##### LISTED RECORDS
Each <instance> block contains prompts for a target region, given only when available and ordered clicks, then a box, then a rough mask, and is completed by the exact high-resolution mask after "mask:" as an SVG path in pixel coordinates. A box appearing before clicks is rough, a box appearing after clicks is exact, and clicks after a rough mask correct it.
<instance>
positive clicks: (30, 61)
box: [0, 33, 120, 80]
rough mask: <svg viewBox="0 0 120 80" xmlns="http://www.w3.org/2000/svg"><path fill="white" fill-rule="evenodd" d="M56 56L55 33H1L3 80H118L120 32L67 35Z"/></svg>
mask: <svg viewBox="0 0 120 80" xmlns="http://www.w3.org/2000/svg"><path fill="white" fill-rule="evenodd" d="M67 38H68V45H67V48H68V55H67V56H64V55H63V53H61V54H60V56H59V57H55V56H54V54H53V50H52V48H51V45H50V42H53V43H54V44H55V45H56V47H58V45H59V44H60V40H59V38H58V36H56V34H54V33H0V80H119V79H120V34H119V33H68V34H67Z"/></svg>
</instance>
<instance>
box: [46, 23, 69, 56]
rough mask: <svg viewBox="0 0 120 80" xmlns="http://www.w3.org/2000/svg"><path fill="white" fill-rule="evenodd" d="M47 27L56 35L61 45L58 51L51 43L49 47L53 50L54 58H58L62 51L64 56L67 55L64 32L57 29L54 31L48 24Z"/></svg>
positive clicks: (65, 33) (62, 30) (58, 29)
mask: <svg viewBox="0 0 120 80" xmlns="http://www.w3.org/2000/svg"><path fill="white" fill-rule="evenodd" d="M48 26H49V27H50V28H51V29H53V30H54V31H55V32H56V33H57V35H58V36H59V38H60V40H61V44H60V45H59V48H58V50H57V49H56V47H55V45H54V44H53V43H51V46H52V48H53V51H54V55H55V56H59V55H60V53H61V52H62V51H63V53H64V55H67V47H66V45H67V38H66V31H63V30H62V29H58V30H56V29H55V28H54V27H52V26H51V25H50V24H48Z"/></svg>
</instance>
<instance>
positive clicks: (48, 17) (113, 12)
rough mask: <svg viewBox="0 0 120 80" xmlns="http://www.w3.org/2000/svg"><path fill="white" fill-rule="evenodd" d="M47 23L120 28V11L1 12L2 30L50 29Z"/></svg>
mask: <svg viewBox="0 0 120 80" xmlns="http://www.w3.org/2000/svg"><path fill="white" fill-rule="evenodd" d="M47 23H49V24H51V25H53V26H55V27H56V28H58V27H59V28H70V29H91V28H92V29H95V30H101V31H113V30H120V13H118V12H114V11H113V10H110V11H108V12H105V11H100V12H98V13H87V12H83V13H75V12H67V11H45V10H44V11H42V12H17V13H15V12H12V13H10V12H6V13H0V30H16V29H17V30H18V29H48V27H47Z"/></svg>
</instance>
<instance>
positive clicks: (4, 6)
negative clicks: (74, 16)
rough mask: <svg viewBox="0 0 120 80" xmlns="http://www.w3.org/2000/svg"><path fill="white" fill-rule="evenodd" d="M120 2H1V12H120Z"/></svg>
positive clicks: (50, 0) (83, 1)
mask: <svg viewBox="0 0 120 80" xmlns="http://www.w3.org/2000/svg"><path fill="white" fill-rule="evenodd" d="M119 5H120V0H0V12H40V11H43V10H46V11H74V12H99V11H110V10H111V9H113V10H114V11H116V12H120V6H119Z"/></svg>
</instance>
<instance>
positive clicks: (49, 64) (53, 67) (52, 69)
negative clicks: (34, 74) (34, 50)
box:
##########
Please, from the entries above, set down exactly the lines from the one containing "box: [0, 33, 120, 80]" through the one containing "27L56 35L61 45L58", and only those.

**OUTPUT FOR THIS TASK**.
box: [0, 33, 120, 80]
rough mask: <svg viewBox="0 0 120 80" xmlns="http://www.w3.org/2000/svg"><path fill="white" fill-rule="evenodd" d="M56 56L55 33H1L3 80H118L120 32L67 35Z"/></svg>
mask: <svg viewBox="0 0 120 80" xmlns="http://www.w3.org/2000/svg"><path fill="white" fill-rule="evenodd" d="M67 38H68V45H67V48H68V55H67V56H64V55H63V53H61V54H60V56H59V57H55V56H54V54H53V50H52V48H51V45H50V42H53V43H54V44H55V45H56V47H58V45H59V44H60V40H59V38H58V36H56V34H54V33H0V80H119V79H120V34H119V33H68V34H67Z"/></svg>
</instance>
<instance>
box: [46, 23, 69, 56]
rough mask: <svg viewBox="0 0 120 80" xmlns="http://www.w3.org/2000/svg"><path fill="white" fill-rule="evenodd" d="M47 27L56 35L61 45L58 51L51 43L49 47L53 50L54 58H58L62 51L64 56L67 55L64 32L57 29L54 31L48 24Z"/></svg>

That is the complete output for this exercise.